▶ Task goal:
Please retype the data below exactly, stopping after the line with "Planogram-check task. Target: breaking wave" and skipping every picture.
◆ ◆ ◆ ◆ ◆ ◆ ◆
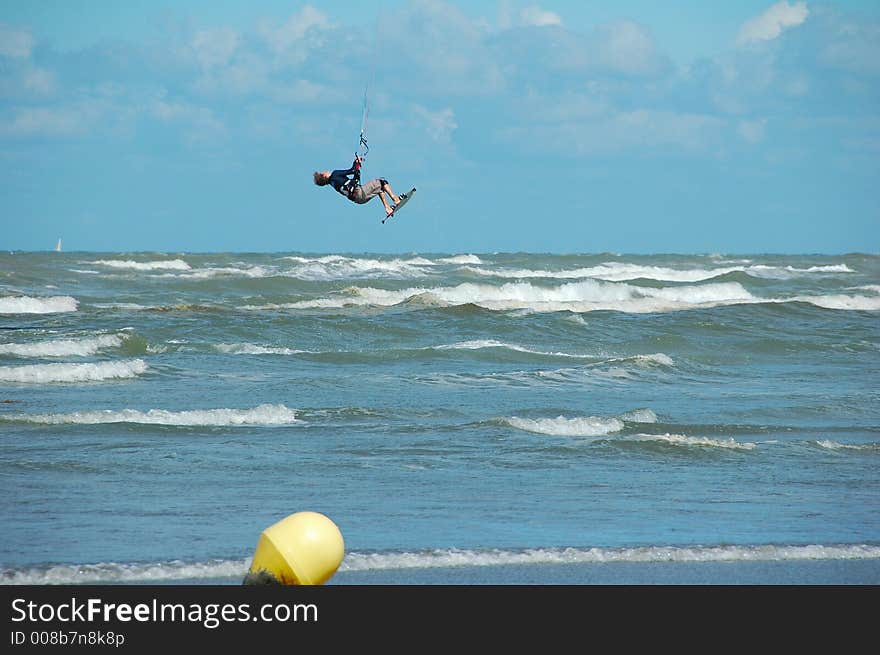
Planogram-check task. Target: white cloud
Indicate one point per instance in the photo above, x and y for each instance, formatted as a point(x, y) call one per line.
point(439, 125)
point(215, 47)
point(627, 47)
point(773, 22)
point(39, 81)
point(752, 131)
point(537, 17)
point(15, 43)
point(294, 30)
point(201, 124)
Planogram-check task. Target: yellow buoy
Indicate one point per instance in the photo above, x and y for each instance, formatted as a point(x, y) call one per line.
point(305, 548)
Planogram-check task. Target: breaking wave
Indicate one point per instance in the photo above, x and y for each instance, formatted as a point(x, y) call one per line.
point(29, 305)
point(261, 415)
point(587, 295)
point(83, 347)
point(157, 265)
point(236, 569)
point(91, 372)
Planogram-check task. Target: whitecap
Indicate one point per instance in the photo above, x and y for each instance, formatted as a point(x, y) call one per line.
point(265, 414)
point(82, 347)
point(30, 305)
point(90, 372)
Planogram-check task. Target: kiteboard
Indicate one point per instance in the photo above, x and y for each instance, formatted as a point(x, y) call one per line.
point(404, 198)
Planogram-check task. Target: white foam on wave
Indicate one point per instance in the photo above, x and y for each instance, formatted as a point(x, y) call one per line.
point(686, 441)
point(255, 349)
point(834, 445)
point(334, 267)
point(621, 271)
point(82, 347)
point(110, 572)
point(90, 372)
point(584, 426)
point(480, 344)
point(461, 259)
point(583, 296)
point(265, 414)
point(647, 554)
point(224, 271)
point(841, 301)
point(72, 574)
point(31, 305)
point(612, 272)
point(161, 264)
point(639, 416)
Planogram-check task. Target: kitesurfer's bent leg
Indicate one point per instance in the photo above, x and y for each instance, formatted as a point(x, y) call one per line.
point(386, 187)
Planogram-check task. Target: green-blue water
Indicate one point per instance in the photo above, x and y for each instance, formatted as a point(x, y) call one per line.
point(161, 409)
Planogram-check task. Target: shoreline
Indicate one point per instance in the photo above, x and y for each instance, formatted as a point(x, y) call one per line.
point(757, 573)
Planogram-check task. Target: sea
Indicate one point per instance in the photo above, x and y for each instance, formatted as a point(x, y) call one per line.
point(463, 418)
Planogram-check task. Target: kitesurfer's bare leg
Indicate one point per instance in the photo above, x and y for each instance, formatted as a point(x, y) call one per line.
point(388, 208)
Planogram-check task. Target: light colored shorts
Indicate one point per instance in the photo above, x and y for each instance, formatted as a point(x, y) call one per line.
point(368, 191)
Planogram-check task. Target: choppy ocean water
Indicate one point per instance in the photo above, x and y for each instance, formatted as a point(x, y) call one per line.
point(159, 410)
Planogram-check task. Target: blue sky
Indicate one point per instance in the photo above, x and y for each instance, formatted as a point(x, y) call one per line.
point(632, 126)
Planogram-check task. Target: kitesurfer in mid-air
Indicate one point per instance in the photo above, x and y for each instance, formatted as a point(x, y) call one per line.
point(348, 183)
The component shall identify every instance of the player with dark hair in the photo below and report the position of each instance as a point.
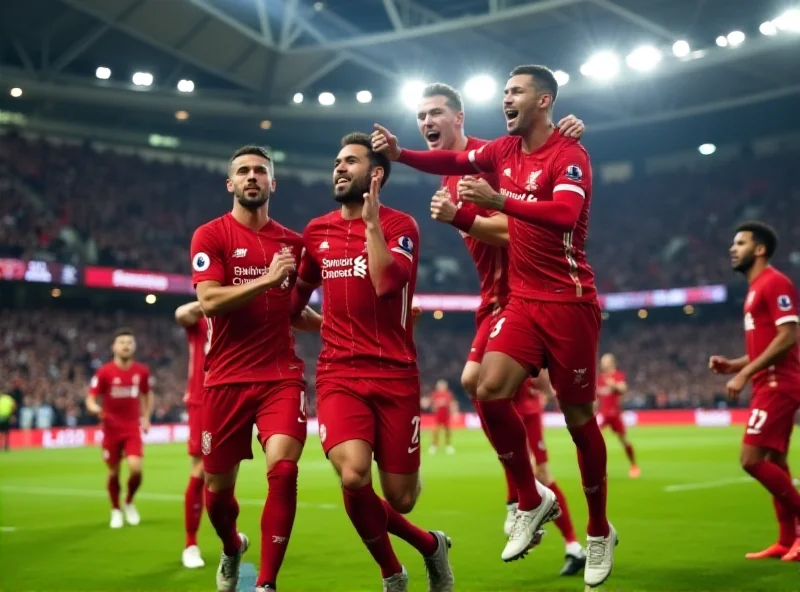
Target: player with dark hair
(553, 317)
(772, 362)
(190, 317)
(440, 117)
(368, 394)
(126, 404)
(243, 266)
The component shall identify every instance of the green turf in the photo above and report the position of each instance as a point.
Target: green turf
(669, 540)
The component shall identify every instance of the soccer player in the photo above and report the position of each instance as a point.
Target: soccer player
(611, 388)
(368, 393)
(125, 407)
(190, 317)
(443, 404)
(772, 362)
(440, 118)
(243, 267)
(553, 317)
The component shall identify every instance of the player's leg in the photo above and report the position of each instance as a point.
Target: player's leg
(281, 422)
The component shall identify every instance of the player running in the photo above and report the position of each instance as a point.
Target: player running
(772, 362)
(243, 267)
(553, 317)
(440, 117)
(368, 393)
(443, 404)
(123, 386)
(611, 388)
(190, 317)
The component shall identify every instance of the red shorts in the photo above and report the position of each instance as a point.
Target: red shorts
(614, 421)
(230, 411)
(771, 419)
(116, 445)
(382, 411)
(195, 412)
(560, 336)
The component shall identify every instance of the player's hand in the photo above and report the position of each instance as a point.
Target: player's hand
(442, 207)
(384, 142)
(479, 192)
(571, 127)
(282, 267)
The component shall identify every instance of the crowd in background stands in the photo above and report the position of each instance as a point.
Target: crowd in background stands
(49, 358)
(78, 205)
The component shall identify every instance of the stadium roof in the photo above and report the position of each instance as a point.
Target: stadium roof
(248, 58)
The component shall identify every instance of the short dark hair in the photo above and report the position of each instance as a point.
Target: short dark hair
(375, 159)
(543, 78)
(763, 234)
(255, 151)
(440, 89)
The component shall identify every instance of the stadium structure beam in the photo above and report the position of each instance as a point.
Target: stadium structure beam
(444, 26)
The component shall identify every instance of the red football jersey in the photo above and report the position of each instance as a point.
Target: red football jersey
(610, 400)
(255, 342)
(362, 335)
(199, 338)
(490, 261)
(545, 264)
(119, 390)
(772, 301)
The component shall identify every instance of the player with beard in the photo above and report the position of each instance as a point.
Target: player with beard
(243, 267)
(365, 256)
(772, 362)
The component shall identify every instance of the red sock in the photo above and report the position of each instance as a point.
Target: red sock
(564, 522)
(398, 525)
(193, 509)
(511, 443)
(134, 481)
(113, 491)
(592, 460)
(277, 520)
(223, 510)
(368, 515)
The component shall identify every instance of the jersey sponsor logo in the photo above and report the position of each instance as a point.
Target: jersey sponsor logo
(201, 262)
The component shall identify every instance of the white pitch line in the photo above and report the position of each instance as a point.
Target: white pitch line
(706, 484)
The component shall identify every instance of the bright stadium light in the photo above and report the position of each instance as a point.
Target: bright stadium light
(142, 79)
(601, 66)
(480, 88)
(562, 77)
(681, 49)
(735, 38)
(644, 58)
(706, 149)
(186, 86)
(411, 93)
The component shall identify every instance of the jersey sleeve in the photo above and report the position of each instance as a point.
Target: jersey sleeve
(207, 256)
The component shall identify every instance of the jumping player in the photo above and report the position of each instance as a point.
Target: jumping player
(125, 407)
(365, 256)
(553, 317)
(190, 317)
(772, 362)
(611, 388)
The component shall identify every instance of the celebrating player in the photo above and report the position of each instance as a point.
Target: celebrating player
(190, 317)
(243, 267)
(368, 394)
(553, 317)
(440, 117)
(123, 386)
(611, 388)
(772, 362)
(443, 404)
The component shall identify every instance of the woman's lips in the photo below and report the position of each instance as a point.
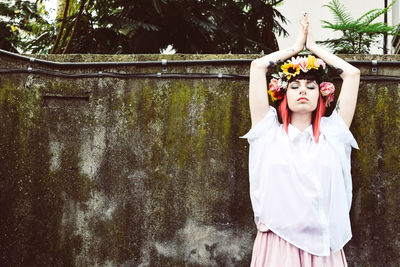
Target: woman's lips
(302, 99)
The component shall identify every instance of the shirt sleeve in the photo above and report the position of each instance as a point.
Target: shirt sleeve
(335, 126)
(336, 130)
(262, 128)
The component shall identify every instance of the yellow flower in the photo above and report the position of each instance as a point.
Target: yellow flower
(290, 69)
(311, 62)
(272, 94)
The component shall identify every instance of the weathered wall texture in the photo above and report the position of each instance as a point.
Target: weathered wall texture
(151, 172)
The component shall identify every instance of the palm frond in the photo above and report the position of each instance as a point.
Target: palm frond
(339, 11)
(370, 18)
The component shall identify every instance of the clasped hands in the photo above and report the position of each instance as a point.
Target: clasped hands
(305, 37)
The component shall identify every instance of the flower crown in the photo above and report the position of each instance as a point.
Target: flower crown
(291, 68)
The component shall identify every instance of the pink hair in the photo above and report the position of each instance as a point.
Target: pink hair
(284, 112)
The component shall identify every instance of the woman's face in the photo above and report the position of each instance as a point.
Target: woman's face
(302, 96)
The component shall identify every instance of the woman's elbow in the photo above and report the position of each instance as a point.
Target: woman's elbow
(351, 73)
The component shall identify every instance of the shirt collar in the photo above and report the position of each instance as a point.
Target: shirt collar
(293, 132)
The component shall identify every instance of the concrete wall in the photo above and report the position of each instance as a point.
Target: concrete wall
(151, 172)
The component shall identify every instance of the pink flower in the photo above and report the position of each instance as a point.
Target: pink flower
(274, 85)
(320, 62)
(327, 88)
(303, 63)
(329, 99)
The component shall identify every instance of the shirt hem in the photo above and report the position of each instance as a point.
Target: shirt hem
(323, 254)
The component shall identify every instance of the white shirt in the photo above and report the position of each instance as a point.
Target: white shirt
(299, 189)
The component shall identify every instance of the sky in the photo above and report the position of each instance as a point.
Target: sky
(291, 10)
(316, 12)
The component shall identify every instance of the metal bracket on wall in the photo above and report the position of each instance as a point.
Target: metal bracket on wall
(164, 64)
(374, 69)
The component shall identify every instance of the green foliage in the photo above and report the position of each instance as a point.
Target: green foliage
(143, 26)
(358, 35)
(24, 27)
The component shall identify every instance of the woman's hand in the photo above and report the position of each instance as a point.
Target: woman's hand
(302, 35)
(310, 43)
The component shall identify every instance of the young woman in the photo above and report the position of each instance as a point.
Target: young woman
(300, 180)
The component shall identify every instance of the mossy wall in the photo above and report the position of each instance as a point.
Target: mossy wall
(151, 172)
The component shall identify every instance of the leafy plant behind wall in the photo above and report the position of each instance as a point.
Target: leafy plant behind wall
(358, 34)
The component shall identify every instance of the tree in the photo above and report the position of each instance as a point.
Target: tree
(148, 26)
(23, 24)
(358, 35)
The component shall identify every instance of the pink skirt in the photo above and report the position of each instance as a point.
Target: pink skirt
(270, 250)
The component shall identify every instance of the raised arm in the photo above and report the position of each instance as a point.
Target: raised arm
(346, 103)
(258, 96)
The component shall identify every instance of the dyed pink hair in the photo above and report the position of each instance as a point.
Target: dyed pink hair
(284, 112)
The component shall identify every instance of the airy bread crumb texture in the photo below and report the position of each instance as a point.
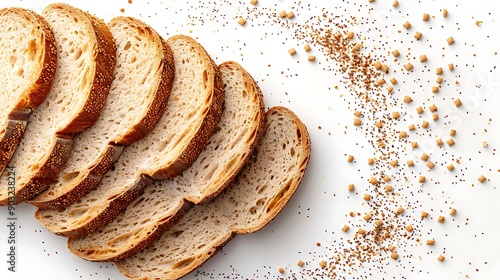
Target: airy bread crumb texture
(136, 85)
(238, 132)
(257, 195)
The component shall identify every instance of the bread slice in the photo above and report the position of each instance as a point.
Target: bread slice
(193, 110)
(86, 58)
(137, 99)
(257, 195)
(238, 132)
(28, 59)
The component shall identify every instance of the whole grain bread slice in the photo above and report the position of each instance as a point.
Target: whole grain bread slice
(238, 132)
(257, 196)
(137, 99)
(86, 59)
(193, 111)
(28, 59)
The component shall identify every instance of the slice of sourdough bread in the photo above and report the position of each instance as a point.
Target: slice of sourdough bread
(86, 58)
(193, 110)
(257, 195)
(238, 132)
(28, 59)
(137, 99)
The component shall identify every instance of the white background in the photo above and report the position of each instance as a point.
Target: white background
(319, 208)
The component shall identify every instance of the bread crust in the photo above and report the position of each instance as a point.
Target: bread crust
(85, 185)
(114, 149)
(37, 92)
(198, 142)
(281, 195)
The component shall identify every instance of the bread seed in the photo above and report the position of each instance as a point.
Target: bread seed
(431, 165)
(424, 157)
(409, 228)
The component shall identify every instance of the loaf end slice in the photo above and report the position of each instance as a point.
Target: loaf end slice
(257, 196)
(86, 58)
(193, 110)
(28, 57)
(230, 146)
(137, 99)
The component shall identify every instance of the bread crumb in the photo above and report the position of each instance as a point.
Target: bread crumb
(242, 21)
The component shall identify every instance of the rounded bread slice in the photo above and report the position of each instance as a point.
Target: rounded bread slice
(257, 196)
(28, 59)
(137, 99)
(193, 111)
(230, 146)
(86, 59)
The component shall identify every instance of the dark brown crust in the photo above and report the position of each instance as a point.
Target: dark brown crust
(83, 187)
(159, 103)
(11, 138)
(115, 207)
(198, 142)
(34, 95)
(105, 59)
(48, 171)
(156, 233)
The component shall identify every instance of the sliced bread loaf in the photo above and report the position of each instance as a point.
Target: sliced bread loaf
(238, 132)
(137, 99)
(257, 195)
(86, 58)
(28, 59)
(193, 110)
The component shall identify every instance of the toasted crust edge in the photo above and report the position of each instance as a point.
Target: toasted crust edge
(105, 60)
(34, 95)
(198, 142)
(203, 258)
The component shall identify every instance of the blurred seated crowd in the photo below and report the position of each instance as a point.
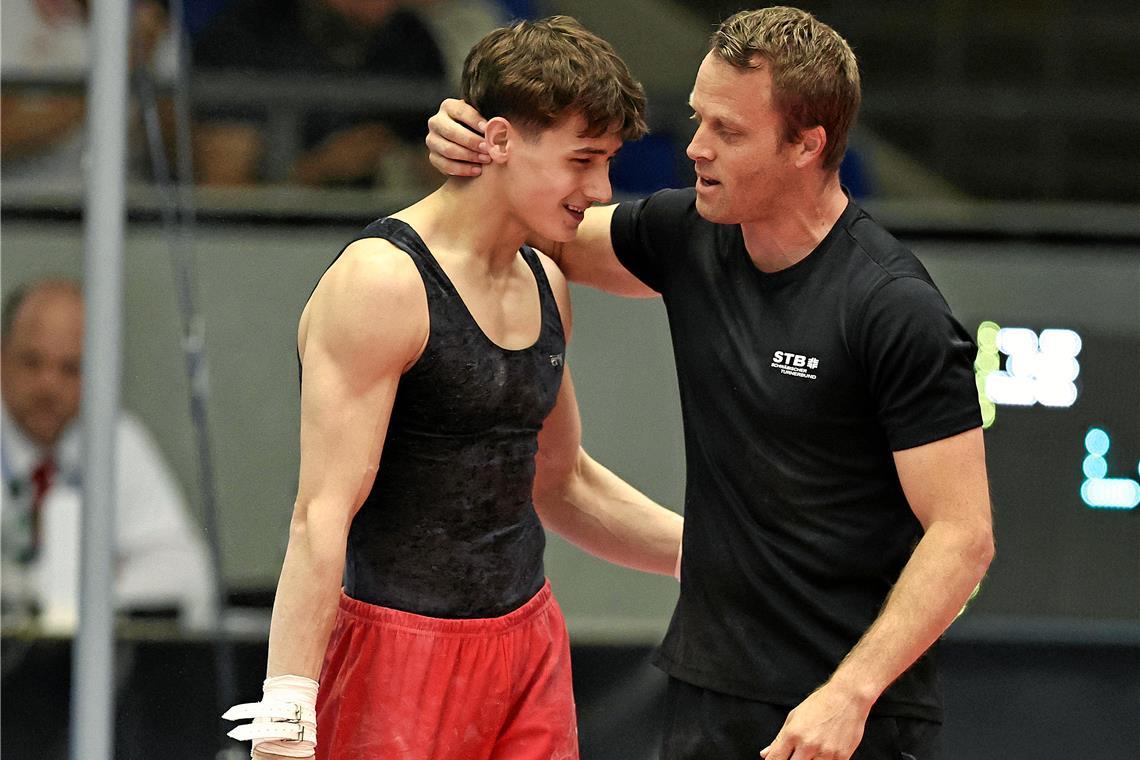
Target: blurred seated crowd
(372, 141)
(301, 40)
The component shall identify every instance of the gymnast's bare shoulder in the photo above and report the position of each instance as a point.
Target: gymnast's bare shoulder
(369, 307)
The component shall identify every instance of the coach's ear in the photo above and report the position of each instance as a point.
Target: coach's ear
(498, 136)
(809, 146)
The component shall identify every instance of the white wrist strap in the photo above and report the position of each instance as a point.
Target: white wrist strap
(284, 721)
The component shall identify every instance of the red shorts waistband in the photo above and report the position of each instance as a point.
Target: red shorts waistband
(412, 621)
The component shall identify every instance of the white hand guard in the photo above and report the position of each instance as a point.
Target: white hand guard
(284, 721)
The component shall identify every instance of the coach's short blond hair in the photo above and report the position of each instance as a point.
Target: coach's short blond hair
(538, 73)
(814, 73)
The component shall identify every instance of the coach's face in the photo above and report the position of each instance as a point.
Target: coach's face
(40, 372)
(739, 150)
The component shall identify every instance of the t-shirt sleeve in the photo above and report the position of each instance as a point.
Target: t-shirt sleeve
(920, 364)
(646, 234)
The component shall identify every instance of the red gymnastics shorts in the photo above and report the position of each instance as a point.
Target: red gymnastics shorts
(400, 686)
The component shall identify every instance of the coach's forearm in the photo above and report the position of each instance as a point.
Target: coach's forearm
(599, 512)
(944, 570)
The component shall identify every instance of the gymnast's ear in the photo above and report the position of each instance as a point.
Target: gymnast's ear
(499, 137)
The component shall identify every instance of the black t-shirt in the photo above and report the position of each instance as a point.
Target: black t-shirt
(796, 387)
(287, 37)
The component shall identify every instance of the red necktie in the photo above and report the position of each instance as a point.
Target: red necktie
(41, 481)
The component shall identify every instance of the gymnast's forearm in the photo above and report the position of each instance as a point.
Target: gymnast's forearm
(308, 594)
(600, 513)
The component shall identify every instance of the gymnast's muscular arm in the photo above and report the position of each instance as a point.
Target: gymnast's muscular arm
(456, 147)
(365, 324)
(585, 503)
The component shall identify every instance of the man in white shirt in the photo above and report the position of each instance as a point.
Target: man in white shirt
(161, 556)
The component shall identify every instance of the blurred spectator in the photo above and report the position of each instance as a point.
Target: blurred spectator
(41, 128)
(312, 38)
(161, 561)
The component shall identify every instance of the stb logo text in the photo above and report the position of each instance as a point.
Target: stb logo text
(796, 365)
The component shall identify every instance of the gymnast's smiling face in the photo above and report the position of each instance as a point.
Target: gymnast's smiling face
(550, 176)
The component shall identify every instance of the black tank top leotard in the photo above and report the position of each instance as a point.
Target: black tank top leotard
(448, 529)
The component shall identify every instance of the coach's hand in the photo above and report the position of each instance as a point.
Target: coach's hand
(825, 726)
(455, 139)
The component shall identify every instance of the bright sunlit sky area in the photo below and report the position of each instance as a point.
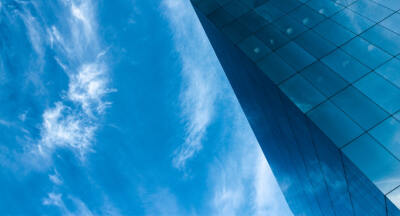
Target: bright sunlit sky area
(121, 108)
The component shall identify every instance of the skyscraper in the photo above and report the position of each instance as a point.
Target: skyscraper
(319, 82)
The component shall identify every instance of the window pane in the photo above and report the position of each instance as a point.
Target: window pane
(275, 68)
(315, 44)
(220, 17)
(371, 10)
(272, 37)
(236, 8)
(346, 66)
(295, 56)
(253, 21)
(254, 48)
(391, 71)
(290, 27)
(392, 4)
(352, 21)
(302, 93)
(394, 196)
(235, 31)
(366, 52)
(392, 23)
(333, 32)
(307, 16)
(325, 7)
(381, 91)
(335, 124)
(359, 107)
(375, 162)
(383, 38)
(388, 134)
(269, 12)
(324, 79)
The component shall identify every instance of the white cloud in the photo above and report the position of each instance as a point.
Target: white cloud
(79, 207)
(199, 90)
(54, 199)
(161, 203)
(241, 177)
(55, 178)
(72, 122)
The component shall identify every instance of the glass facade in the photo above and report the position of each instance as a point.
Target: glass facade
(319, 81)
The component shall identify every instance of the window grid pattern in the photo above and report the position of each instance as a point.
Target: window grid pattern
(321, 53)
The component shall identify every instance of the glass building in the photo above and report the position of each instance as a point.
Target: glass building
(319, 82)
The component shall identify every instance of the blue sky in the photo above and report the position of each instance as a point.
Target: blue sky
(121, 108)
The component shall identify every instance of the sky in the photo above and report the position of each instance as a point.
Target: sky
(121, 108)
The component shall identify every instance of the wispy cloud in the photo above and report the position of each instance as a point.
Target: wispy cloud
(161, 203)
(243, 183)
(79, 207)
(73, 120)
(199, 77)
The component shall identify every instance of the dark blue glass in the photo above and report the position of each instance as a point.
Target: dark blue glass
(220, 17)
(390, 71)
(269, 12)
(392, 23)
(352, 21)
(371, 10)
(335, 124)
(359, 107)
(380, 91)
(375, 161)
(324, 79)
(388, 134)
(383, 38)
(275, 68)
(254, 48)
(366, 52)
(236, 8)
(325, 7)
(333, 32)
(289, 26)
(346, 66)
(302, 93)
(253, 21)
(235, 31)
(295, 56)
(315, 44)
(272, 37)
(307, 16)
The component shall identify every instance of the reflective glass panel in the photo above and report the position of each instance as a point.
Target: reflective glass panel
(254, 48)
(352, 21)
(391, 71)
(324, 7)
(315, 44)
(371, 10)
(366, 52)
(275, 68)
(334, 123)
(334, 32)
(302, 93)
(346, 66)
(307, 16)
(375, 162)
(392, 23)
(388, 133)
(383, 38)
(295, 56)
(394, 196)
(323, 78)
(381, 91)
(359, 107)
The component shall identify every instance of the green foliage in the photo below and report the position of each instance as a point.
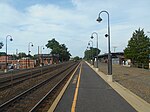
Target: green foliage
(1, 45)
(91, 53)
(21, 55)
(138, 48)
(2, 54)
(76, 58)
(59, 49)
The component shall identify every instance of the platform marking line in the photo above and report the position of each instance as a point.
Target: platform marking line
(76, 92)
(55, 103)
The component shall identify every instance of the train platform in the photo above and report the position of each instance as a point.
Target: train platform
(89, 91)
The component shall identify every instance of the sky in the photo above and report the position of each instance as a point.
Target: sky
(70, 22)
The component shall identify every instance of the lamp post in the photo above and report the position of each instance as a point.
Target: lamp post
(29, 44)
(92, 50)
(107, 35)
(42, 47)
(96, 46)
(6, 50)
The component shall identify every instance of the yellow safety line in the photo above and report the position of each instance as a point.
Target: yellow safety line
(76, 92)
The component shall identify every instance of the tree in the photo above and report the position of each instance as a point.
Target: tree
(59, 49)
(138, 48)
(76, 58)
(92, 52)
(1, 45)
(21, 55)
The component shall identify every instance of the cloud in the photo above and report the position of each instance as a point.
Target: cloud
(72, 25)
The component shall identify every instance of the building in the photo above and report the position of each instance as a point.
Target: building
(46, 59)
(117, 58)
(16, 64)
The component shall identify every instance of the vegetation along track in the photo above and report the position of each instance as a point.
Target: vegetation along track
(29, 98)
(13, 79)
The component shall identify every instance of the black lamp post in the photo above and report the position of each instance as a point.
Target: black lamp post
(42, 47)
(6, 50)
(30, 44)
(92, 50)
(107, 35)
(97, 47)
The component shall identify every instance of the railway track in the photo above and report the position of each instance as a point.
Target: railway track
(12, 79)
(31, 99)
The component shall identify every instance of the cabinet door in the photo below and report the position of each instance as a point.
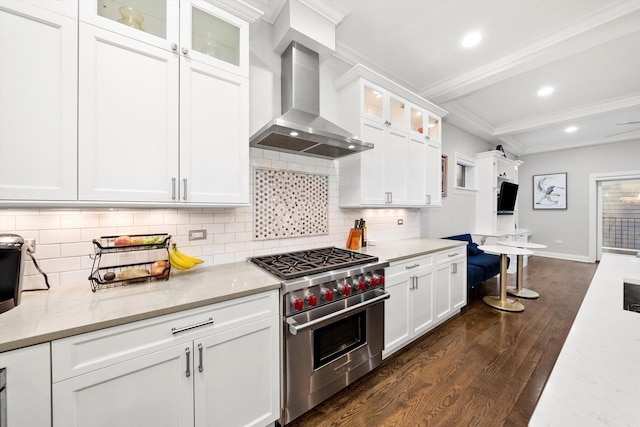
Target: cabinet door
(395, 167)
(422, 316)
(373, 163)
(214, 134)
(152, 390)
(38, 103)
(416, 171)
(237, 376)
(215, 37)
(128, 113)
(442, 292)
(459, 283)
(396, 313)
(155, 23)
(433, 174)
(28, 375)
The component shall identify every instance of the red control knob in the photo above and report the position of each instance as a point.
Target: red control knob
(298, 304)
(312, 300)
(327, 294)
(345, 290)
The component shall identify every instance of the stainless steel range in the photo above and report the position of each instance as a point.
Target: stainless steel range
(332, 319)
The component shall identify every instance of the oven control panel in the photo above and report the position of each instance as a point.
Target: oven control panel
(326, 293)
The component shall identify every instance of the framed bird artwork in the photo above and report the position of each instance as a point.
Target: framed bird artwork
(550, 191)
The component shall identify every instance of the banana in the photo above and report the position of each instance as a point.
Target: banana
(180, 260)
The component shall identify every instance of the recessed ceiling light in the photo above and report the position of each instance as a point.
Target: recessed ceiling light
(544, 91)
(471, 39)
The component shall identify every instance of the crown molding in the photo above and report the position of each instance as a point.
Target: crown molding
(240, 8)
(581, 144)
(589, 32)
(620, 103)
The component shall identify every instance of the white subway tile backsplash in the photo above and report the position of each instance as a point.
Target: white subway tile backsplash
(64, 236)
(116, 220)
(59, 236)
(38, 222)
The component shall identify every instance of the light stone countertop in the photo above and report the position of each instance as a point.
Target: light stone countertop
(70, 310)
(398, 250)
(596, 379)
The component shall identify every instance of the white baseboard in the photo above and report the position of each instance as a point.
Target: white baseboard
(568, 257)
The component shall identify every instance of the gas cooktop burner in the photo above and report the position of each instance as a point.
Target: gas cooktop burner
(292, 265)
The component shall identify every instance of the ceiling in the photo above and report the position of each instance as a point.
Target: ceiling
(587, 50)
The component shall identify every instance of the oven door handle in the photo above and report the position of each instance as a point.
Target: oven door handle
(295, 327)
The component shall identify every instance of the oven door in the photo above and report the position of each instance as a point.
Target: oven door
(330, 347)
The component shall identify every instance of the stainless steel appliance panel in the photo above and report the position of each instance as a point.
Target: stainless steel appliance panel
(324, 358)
◆ ◆ ◆ ◆ ◆ ◆ ◆
▶ Expected answer:
Planogram-check task. Target: white cloud
Indicate one point per instance in the photo above, x and y for each instance, formatted as a point(x, y) call one per line.
point(439, 125)
point(215, 47)
point(627, 47)
point(773, 22)
point(39, 81)
point(752, 131)
point(537, 17)
point(15, 43)
point(294, 30)
point(201, 124)
Planogram-check task. Target: yellow buoy
Indicate one point per instance in the photo above, x and y for each instance, formatted as a point(x, y) call one per line.
point(305, 548)
Planogram-check task. Target: breaking wave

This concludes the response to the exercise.